- _Provided records_
----------
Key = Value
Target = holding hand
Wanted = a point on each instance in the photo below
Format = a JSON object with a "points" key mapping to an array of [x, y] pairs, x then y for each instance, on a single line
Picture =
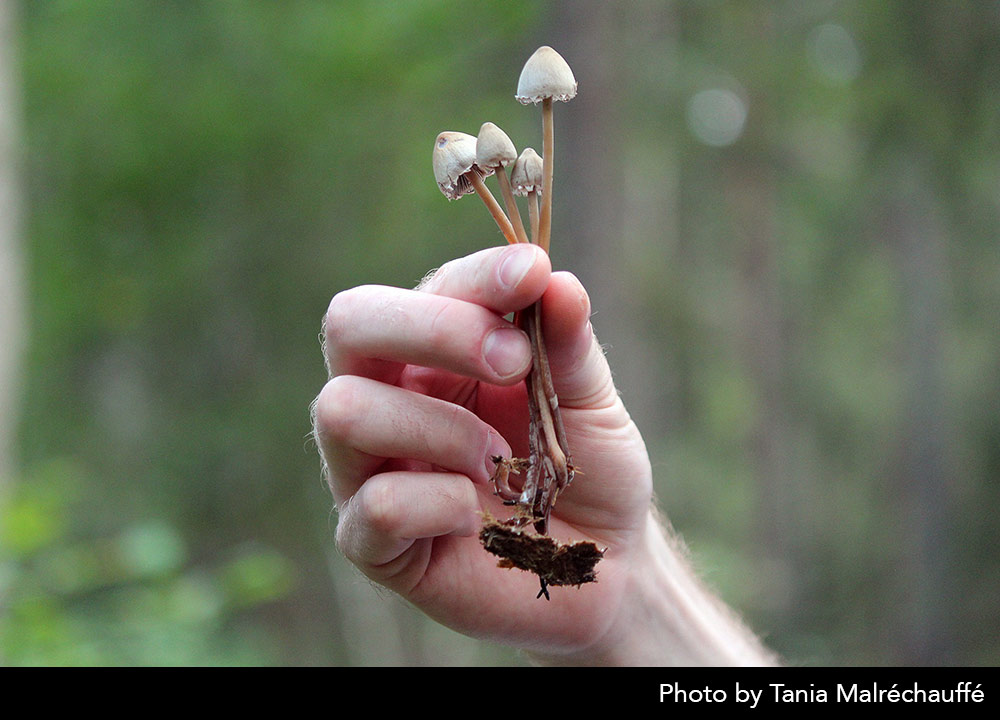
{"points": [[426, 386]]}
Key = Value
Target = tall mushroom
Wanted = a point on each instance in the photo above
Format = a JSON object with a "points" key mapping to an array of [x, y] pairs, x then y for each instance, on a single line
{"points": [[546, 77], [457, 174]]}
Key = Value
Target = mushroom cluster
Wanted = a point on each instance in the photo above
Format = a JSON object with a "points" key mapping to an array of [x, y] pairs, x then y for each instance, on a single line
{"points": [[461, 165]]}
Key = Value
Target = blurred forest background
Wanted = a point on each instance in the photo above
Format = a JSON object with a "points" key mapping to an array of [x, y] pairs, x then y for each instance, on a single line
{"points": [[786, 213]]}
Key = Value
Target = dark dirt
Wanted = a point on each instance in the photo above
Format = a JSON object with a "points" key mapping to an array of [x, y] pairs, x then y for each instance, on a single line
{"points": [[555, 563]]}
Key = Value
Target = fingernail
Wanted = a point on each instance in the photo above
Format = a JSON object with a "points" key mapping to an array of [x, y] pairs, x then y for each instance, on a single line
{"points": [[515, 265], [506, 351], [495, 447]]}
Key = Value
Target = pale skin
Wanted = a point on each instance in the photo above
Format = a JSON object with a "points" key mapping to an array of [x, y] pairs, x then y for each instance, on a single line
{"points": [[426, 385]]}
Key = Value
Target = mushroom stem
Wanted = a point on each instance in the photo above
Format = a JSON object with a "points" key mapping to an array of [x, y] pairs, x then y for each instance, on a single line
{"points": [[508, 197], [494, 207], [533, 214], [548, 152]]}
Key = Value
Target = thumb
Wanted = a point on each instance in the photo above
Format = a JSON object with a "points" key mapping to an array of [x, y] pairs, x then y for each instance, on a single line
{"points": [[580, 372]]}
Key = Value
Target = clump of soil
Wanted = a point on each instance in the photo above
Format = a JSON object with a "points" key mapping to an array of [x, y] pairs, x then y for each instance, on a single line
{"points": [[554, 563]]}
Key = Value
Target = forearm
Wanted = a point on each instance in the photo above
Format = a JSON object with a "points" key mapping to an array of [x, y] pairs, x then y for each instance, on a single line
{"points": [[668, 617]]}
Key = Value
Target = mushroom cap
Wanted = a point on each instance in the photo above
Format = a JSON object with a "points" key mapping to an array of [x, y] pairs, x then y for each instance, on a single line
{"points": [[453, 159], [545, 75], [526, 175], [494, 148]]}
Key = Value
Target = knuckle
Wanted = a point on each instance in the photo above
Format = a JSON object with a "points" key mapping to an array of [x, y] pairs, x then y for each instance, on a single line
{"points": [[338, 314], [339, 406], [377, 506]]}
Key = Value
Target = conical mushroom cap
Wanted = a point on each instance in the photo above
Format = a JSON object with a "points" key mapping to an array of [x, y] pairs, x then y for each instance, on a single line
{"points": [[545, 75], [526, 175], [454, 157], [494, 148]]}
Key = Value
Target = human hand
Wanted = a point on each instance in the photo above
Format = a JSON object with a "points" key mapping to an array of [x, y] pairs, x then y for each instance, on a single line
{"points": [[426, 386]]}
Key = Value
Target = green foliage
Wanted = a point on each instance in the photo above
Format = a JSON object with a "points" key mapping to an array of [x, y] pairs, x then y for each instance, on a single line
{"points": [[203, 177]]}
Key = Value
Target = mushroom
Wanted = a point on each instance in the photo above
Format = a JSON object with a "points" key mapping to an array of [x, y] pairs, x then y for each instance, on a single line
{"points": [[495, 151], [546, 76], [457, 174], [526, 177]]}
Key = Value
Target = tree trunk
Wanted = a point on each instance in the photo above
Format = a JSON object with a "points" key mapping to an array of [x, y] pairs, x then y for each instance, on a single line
----------
- _Work request_
From the data above, copy each line that holds "hand".

- _Response for this exercise_
Target = holding hand
Target = human hand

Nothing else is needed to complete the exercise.